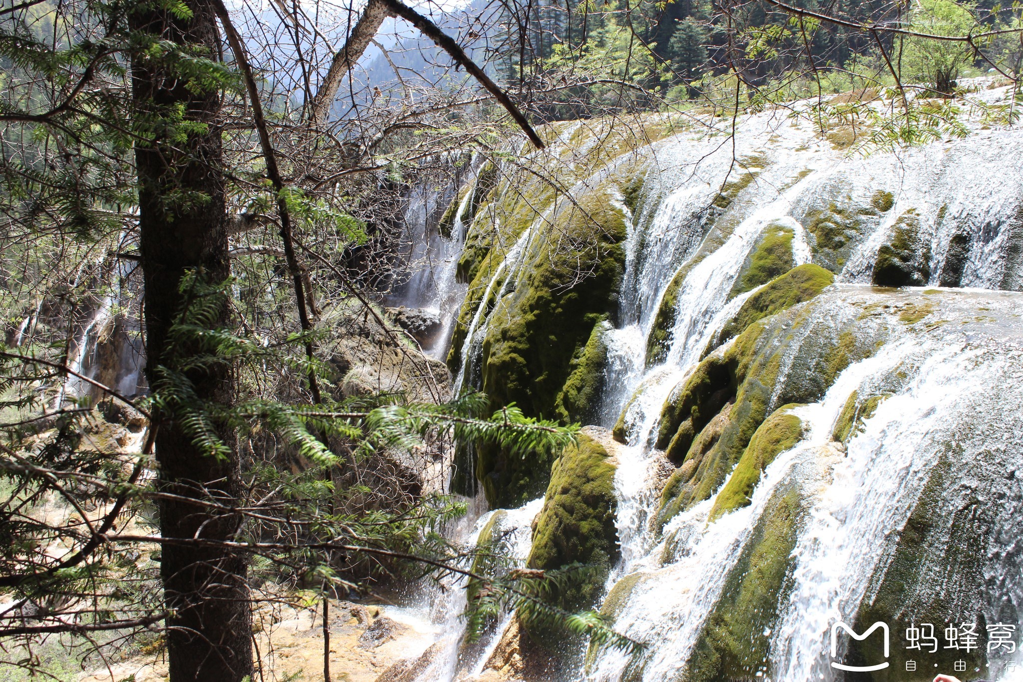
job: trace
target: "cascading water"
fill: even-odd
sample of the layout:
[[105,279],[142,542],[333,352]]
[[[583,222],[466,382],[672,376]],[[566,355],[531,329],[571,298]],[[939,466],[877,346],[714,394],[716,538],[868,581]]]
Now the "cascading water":
[[[620,305],[617,316],[601,323],[607,363],[596,413],[609,427],[621,415],[627,441],[615,453],[621,558],[606,592],[615,603],[608,611],[615,628],[647,646],[638,654],[591,652],[586,671],[578,673],[586,679],[724,679],[701,668],[715,619],[733,603],[736,585],[747,576],[739,566],[757,550],[780,496],[791,491],[798,491],[798,521],[791,552],[780,559],[785,580],[772,597],[776,613],[757,634],[760,658],[745,662],[742,675],[843,679],[829,666],[829,629],[888,598],[893,588],[886,566],[903,560],[907,550],[898,539],[908,519],[923,513],[928,486],[950,467],[959,478],[949,479],[957,483],[945,494],[959,500],[963,491],[980,494],[986,485],[971,473],[973,459],[1010,471],[1023,465],[1016,413],[1023,404],[1023,323],[1012,312],[1023,299],[980,290],[1023,285],[1017,255],[1023,197],[1018,183],[991,181],[1015,177],[1023,137],[984,130],[965,140],[850,157],[809,126],[765,112],[744,120],[731,142],[682,134],[612,164],[627,156],[646,170],[643,200],[620,207],[627,229]],[[578,182],[572,192],[578,198],[603,177]],[[553,210],[540,212],[492,261],[468,320],[456,385],[475,384],[492,302],[520,285],[532,267],[531,244],[543,238]],[[770,230],[790,235],[788,267],[822,265],[839,283],[767,325],[773,346],[758,352],[776,350],[776,358],[766,414],[783,407],[794,383],[833,373],[817,393],[803,391],[805,405],[786,408],[800,420],[802,435],[763,468],[746,503],[717,511],[718,488],[658,520],[665,475],[674,469],[654,447],[662,410],[719,343],[720,329],[764,290],[763,281],[741,287],[740,277]],[[910,230],[915,252],[898,256],[904,263],[917,259],[914,281],[921,288],[862,286],[878,276],[885,249],[892,252]],[[937,288],[949,284],[968,288]],[[844,364],[816,348],[831,344],[827,353],[834,355],[835,339],[841,350],[843,334],[860,327],[875,334],[872,346]],[[726,342],[714,353],[730,348]],[[829,362],[834,371],[825,368]],[[838,442],[837,422],[864,396],[872,396],[874,412],[857,417]],[[983,565],[975,572],[980,578],[970,607],[1015,618],[1023,569],[1010,548],[1023,494],[1012,475],[1002,481],[988,486],[1000,491],[999,507],[978,553]],[[917,588],[915,594],[919,600],[929,593]],[[1006,662],[992,660],[989,674],[1011,679]],[[451,679],[446,674],[429,679]]]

_ _ _ _ _

» **WRITTEN EXERCISE**:
Select each line above that contains the word "cascading", and copy those lines.

» **FINISHED TASK**:
target: "cascading water"
Now the "cascading water":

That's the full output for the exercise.